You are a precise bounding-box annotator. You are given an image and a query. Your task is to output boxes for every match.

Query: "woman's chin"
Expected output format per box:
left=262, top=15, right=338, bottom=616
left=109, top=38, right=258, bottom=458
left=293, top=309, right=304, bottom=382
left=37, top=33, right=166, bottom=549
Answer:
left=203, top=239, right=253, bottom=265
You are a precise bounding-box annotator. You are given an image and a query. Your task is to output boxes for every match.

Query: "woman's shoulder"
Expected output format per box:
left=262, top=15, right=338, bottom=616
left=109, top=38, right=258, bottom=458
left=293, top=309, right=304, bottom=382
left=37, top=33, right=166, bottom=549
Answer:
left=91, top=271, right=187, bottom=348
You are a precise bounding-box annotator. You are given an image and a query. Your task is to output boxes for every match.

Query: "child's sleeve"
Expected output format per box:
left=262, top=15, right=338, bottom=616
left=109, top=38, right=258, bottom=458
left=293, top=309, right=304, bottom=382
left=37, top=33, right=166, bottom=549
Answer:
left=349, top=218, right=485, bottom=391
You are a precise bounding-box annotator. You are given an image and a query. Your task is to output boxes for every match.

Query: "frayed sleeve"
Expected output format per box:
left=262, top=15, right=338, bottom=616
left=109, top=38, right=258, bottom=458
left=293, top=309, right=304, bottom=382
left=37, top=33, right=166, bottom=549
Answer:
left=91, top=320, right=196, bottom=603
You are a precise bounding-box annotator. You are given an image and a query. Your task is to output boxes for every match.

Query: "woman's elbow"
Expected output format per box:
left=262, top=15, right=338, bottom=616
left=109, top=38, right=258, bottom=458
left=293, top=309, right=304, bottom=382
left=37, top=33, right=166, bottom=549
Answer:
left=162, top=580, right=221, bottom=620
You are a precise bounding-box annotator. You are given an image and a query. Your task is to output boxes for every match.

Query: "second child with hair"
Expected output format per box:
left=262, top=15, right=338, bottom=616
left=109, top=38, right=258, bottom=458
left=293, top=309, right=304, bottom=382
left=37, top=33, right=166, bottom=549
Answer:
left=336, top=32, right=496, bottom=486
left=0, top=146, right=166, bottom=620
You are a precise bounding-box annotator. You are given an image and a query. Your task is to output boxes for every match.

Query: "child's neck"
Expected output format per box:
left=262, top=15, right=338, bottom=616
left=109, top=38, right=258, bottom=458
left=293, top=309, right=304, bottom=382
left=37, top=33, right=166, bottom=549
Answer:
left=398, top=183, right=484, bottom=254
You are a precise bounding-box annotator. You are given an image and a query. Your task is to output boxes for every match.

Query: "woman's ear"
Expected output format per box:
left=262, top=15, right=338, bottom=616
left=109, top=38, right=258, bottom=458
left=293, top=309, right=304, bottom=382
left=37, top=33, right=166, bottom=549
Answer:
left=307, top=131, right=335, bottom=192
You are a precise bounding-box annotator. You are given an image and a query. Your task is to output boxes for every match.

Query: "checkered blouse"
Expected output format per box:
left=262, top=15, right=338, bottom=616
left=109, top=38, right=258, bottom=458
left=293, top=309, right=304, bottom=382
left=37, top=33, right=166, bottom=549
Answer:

GOAL OF THE EXERCISE
Reproduce all the entries above, switching each occurrence of "annotator" to "labeler" and leaving every other character unchanged.

ANSWER FOR THIS EXERCISE
You are a precise bounding-box labeler. You are given an image and a query. Your task is to output boxes for every match.

Query: "woman's chin"
Expected output format per box:
left=262, top=15, right=338, bottom=616
left=109, top=38, right=258, bottom=458
left=293, top=309, right=304, bottom=382
left=37, top=33, right=166, bottom=549
Answer:
left=203, top=239, right=253, bottom=265
You are a precise bounding-box labeler. You are given an image and a query. Your task is to output boxes for every match.

Query: "woman's shoulder"
Expected output format per box:
left=262, top=15, right=338, bottom=616
left=109, top=38, right=258, bottom=458
left=293, top=309, right=304, bottom=382
left=37, top=33, right=166, bottom=549
Answer:
left=91, top=271, right=187, bottom=348
You are a precise bounding-box labeler. You are given an image and a query. Your task is to output boxes for every match.

Query: "child's sleeve"
Expected output format per box:
left=262, top=15, right=338, bottom=616
left=109, top=38, right=258, bottom=458
left=293, top=309, right=304, bottom=382
left=37, top=33, right=166, bottom=549
Answer:
left=349, top=218, right=485, bottom=391
You are a precise bounding-box labeler. You are given an image and a query. Your task is to output boxes for every match.

Query: "frayed sleeve"
Expected output format per box:
left=262, top=15, right=338, bottom=616
left=109, top=38, right=258, bottom=458
left=293, top=309, right=304, bottom=382
left=37, top=33, right=166, bottom=549
Answer:
left=91, top=320, right=196, bottom=603
You are a precise bounding-box labeler. You are given an image and a query. Your task is to output boxes for every match.

Query: "woman's elbow"
Expected output format per box:
left=262, top=15, right=338, bottom=616
left=109, top=38, right=258, bottom=458
left=293, top=309, right=304, bottom=382
left=37, top=33, right=166, bottom=549
Answer:
left=162, top=580, right=221, bottom=620
You are a precise bounding-box labeler. You are given an image and a query. Your task is to output boxes for every match.

Query: "second child with hair"
Expected output format per box:
left=262, top=15, right=338, bottom=616
left=109, top=38, right=258, bottom=458
left=293, top=309, right=304, bottom=382
left=37, top=33, right=166, bottom=549
Answer:
left=336, top=32, right=496, bottom=486
left=0, top=146, right=166, bottom=620
You are a precise bounding-box labeler. You are given an image and a query. Your task is to output boxes for every match.

Query: "child's neck"
Expected output format per box:
left=262, top=15, right=338, bottom=616
left=109, top=38, right=258, bottom=458
left=293, top=309, right=304, bottom=382
left=37, top=33, right=166, bottom=549
Answer:
left=398, top=183, right=484, bottom=254
You are a precise bounding-box labeler. You are given an image and a query. Your task is to output boxes for every match.

Query: "woman's ear"
Expected output format per box:
left=262, top=15, right=338, bottom=616
left=109, top=38, right=258, bottom=458
left=293, top=309, right=304, bottom=382
left=37, top=33, right=166, bottom=549
Answer:
left=307, top=131, right=335, bottom=192
You are a precise bounding-box labeler. You are given an image and a query. Your task is to output boxes for every match.

Query: "checkered blouse"
Expected output format per box:
left=262, top=15, right=338, bottom=616
left=109, top=38, right=258, bottom=458
left=293, top=309, right=304, bottom=382
left=37, top=33, right=166, bottom=549
Answer:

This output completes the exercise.